Copy every line of the data that includes the string "shed".

Start of Listed records

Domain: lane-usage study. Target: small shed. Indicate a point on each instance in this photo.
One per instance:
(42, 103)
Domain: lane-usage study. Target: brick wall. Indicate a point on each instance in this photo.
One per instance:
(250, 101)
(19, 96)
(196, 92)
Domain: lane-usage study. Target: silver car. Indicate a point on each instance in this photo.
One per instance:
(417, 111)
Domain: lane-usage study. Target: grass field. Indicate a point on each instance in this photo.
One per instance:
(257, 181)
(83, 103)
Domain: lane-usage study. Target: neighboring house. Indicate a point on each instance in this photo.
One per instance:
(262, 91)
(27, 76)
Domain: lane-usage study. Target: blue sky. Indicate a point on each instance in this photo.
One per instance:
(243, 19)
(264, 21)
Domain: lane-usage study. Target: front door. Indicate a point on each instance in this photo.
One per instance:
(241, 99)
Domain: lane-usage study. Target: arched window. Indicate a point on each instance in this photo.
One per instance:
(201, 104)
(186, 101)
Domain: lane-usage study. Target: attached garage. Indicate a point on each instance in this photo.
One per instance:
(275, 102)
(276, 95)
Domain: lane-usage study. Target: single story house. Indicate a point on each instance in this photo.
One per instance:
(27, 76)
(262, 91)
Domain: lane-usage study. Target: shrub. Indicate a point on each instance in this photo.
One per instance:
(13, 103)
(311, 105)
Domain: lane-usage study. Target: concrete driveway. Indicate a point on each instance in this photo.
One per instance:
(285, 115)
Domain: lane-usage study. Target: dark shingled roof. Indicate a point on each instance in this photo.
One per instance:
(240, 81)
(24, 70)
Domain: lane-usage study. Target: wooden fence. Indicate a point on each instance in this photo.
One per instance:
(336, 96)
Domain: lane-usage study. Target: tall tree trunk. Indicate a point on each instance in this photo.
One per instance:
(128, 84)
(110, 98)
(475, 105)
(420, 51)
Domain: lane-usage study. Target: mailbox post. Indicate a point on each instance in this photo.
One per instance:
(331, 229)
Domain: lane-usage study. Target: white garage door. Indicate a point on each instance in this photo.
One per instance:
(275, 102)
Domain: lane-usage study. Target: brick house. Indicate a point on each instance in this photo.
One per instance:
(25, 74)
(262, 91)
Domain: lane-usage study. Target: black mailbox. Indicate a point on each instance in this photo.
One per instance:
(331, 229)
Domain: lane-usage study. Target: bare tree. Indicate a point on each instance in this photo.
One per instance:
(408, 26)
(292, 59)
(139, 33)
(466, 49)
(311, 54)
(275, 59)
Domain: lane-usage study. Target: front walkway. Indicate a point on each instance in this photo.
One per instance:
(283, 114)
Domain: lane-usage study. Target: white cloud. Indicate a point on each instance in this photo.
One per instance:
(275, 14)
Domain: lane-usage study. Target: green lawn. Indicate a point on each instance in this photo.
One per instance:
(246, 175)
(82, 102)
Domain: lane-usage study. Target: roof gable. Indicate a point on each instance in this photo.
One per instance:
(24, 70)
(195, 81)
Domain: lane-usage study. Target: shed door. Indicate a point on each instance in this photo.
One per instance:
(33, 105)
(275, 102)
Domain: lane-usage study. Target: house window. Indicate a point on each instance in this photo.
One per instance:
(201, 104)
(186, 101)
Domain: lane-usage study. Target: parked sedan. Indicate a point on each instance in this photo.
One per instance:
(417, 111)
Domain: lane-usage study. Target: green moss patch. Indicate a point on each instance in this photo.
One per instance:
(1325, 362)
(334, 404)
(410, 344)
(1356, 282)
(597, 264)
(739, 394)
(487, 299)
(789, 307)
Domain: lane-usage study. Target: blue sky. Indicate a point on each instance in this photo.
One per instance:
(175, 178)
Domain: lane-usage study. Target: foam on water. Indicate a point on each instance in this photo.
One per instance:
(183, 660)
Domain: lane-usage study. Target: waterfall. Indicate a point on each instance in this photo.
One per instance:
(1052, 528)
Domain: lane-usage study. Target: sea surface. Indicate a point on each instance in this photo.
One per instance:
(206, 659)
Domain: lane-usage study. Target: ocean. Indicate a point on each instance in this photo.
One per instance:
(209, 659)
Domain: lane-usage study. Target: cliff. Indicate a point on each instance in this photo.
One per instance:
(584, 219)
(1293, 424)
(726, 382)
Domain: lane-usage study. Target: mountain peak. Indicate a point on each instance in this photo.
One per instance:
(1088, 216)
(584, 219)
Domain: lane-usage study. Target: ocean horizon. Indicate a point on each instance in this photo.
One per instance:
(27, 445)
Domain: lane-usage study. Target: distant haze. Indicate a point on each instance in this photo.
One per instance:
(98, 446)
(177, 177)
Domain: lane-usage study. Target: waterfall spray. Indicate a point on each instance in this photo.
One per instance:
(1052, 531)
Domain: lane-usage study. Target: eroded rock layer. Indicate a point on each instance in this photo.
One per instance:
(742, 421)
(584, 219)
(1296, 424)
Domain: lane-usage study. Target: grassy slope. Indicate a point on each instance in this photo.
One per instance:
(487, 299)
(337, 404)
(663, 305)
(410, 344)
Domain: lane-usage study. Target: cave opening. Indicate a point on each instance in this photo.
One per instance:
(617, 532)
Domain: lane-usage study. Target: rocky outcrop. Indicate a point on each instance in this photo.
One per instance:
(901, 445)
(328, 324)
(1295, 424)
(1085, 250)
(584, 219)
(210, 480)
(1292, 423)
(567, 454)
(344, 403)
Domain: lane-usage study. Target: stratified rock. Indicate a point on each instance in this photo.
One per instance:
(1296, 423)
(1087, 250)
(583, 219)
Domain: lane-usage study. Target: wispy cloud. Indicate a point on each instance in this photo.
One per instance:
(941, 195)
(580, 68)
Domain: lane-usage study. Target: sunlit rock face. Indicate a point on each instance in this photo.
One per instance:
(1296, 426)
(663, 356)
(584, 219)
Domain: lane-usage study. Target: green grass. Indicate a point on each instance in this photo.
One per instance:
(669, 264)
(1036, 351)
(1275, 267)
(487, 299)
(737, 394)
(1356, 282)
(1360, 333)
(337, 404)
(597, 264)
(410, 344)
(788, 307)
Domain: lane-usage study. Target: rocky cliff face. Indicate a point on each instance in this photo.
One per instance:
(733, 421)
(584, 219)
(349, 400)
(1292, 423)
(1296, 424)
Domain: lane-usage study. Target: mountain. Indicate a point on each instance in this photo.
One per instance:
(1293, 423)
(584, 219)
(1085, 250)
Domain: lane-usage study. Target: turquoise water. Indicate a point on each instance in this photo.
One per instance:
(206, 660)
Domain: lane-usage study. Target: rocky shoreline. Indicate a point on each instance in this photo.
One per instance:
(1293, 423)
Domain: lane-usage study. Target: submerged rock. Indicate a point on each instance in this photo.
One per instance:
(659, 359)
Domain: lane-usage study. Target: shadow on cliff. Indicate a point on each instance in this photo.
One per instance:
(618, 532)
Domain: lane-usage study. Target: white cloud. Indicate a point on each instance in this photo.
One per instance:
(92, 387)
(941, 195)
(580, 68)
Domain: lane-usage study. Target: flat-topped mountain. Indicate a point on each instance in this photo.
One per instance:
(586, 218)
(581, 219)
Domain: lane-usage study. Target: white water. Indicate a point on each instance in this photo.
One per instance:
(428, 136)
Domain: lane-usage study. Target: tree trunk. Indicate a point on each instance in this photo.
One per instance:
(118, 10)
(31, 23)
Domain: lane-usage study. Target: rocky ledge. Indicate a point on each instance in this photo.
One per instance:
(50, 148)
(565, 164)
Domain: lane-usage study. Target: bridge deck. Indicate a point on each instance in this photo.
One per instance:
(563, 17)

End of Listed records

# Result for this task
Domain: lane-usage study. Target: small shed. Indicate a point on each instance in this photo.
Domain: lane-usage study. Target: shed door. Indicate a point on each instance in this photo.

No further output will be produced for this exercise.